Set exercise: Format the lines from the first one through the line containing "148 241 L 175" as a JSON list of strings, one string per line, leaving out any blank lines.

Data to process:

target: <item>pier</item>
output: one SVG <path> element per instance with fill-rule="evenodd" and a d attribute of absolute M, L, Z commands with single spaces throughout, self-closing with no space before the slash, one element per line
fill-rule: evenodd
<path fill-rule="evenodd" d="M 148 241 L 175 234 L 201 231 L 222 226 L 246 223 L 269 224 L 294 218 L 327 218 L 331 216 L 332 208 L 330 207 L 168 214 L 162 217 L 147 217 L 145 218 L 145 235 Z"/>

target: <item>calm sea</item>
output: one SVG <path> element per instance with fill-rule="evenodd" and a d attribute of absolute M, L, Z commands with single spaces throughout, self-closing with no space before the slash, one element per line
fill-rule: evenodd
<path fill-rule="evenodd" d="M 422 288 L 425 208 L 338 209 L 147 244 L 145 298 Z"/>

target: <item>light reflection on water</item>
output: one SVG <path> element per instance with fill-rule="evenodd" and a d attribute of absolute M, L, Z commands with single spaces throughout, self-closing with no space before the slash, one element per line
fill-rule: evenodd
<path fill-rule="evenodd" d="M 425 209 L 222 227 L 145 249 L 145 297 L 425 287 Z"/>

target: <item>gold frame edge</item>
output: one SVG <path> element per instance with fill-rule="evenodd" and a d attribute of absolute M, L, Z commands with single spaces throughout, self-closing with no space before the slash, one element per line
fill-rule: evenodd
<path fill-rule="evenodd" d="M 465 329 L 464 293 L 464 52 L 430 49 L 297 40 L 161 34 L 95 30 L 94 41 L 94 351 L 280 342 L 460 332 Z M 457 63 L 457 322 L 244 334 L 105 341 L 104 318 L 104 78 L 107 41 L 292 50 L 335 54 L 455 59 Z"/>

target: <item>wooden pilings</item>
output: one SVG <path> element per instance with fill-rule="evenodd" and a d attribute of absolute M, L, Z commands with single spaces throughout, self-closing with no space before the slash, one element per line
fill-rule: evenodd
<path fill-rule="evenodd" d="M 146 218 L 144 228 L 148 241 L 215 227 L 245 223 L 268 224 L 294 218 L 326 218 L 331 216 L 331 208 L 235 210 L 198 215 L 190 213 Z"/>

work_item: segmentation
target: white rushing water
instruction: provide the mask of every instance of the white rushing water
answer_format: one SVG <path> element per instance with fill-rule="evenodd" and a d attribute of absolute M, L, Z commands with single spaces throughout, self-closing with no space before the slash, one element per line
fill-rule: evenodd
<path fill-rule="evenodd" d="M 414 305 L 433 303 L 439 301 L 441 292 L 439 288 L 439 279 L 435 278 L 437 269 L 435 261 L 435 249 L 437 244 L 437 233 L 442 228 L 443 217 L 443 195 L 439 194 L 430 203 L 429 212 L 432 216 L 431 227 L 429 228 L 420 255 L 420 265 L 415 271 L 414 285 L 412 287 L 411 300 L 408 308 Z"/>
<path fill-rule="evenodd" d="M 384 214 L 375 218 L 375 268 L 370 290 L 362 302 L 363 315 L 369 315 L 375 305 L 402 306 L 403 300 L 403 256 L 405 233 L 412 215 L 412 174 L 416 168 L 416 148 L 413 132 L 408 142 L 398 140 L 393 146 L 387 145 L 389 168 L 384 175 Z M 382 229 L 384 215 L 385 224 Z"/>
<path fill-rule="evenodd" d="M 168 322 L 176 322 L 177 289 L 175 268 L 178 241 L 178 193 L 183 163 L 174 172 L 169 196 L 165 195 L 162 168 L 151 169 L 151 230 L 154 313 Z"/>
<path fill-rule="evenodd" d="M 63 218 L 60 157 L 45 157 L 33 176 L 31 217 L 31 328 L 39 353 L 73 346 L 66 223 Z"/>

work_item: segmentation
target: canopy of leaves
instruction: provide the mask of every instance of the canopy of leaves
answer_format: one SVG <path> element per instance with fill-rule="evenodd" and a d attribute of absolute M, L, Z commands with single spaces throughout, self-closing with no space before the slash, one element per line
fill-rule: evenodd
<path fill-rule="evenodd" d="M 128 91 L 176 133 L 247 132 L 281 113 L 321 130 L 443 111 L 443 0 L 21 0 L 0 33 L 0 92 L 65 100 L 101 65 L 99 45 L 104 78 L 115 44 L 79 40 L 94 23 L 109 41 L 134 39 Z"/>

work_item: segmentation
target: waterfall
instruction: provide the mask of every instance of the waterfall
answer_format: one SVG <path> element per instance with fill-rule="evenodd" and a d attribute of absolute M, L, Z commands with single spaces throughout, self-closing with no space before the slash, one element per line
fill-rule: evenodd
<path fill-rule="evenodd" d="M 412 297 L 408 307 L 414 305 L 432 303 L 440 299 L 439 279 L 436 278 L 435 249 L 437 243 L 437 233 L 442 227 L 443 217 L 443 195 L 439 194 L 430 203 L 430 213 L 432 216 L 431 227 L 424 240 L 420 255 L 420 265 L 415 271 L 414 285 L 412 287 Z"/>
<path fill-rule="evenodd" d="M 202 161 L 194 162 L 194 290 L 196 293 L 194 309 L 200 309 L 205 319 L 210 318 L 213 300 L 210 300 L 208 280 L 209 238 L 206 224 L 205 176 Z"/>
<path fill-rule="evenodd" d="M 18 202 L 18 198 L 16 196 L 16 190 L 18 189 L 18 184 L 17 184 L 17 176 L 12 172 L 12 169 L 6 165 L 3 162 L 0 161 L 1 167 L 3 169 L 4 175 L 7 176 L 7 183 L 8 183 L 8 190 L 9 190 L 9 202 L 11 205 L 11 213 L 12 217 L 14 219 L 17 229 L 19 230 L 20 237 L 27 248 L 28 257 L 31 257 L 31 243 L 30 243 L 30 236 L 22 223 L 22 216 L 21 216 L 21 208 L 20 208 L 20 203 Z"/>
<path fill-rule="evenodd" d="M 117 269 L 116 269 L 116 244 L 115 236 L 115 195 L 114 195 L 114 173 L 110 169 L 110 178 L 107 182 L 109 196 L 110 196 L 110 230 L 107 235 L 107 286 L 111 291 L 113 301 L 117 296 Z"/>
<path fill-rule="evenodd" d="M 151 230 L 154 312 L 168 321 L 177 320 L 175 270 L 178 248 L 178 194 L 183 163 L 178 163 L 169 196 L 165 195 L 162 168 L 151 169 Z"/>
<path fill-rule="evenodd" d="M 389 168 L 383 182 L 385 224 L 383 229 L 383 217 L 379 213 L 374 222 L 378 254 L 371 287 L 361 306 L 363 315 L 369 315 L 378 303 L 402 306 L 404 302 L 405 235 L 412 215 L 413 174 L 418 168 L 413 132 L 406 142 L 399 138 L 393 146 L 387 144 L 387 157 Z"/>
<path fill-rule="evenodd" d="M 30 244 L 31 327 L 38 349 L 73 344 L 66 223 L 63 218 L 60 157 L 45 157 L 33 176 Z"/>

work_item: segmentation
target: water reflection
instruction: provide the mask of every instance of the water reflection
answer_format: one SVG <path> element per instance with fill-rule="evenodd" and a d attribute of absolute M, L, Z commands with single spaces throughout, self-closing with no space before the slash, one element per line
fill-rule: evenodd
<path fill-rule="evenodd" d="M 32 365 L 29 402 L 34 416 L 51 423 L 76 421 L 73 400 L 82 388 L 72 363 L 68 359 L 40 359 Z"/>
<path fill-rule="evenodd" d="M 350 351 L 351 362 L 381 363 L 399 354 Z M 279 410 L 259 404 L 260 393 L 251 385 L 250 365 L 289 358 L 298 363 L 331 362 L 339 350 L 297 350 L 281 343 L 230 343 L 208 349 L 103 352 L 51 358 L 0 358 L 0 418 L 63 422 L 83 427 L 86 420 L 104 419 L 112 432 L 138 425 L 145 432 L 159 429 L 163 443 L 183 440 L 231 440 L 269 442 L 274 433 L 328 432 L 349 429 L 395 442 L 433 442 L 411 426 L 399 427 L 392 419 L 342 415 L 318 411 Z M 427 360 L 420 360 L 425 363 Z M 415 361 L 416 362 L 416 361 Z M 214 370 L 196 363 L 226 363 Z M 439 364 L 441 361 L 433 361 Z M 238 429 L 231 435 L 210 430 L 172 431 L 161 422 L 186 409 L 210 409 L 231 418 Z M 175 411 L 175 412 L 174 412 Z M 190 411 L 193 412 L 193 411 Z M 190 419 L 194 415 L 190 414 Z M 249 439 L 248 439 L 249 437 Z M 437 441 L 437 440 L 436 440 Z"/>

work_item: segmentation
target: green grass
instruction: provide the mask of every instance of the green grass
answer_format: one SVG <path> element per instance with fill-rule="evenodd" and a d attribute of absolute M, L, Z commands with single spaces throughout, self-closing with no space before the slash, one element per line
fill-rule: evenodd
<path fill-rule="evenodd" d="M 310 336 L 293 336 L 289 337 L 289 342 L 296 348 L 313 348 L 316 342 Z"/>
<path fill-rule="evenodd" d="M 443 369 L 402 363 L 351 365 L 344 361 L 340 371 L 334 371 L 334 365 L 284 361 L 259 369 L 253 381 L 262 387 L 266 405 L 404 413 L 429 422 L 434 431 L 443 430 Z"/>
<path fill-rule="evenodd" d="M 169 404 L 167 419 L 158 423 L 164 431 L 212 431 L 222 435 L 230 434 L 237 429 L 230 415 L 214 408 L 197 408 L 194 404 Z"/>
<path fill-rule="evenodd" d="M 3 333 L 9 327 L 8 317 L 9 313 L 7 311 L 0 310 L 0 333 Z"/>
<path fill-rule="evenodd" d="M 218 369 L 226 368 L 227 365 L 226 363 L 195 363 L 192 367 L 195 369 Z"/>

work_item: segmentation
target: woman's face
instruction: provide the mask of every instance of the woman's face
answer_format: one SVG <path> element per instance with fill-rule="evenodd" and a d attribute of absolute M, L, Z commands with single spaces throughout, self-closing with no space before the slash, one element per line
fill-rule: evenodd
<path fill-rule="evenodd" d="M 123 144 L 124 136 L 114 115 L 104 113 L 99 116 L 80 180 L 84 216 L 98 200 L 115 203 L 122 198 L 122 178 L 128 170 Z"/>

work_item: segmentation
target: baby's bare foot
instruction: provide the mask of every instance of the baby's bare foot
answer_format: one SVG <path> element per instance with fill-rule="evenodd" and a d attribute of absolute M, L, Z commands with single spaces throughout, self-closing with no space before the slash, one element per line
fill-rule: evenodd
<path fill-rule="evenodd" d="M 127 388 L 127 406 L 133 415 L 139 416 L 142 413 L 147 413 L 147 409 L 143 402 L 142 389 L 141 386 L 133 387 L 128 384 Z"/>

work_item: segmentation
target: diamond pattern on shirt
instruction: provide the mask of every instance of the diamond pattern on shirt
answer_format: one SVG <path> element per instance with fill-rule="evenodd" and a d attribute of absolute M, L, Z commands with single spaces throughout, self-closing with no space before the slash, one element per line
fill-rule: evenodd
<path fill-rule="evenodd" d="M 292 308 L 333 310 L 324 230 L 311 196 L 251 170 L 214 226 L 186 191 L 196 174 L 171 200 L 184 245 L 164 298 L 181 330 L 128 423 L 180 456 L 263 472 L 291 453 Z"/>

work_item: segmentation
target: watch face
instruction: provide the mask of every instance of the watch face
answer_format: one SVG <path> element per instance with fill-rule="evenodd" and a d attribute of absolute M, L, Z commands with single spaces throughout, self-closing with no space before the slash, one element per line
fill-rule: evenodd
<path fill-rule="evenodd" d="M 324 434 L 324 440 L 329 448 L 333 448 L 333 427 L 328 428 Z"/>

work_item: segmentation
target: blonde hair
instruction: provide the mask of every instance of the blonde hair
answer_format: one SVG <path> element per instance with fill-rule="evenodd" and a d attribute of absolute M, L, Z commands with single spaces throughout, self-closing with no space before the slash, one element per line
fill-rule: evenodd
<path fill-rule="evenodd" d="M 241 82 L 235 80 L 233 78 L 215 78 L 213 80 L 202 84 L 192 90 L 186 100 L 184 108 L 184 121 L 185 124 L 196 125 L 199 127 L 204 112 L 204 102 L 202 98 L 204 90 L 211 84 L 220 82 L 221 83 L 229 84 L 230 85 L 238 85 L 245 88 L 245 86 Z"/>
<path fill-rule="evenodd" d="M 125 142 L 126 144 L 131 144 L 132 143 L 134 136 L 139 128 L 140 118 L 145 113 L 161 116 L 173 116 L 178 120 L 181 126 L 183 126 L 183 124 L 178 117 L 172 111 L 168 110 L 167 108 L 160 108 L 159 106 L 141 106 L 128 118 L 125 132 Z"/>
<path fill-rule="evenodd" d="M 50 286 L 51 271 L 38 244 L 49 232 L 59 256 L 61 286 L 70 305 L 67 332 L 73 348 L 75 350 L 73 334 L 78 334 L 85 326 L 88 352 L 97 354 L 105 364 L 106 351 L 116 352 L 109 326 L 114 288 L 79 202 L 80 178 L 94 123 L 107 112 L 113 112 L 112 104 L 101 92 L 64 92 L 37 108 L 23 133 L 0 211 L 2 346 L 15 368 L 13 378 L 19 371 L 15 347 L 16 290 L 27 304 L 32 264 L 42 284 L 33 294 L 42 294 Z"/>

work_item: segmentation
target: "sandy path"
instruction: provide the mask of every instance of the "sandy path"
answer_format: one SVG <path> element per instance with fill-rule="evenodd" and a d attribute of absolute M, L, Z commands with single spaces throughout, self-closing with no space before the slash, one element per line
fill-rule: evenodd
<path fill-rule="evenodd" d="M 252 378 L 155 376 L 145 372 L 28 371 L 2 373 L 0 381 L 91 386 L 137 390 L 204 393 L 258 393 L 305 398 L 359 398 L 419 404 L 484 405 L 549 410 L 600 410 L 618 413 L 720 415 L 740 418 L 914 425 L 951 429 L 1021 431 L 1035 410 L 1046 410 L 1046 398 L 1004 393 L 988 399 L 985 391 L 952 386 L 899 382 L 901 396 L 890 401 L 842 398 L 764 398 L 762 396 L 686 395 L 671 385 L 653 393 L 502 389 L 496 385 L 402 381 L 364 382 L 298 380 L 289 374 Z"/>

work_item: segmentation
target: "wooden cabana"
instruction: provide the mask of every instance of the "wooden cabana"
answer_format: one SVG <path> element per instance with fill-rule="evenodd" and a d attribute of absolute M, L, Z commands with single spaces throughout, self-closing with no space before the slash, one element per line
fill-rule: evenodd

Problem solution:
[
  "target: <item>pier</item>",
  "output: one SVG <path> element per instance with fill-rule=\"evenodd\" and a d attribute of absolute M, L, Z commands with single spaces throughout, self-closing with no space before the slash, one element per line",
  "fill-rule: evenodd",
  "<path fill-rule=\"evenodd\" d=\"M 148 241 L 175 234 L 201 231 L 222 226 L 246 223 L 269 224 L 294 218 L 327 218 L 331 216 L 332 208 L 330 207 L 168 214 L 162 217 L 147 217 L 145 218 L 145 235 Z\"/>"
]